- _The request_
Copy the lines from the one containing "Does the image above contain any twig?" through the one containing "left=2, top=75, right=66, bottom=123", both included, renaming "twig" to "small branch" and changing nothing else.

- _Detection annotation entries_
================

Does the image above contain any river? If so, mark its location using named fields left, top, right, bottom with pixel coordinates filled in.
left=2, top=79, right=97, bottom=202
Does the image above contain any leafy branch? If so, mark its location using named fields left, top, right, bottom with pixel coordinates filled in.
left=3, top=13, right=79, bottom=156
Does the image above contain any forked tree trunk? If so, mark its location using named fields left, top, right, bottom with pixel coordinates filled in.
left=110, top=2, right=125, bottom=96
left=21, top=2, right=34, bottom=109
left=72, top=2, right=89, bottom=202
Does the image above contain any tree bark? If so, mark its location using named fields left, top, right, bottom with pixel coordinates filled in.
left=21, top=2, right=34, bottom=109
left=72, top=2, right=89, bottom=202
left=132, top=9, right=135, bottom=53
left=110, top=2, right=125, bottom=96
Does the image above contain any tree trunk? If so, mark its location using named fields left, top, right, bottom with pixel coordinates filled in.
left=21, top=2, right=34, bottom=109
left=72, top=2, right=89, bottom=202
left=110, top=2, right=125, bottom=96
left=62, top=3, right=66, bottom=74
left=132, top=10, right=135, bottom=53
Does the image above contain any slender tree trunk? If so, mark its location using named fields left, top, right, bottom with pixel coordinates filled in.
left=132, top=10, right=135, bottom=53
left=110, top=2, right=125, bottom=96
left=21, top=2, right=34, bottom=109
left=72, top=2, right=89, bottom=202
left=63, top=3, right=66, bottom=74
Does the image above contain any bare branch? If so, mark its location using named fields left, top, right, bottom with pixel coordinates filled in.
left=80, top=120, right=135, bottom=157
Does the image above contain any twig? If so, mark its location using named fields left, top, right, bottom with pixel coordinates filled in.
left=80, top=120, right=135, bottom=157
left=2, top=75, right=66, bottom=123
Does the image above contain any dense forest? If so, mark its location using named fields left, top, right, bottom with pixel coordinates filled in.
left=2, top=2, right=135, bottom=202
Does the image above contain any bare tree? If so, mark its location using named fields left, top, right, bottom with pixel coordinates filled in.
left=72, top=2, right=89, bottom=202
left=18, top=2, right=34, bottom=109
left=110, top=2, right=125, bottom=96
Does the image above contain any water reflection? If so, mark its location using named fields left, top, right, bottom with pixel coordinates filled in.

================

- _Solution for this exercise_
Does the image above contain any small branch? If so, mark its location using named fields left, top, right, bottom with pixel coordinates filled in.
left=80, top=120, right=135, bottom=157
left=2, top=75, right=66, bottom=123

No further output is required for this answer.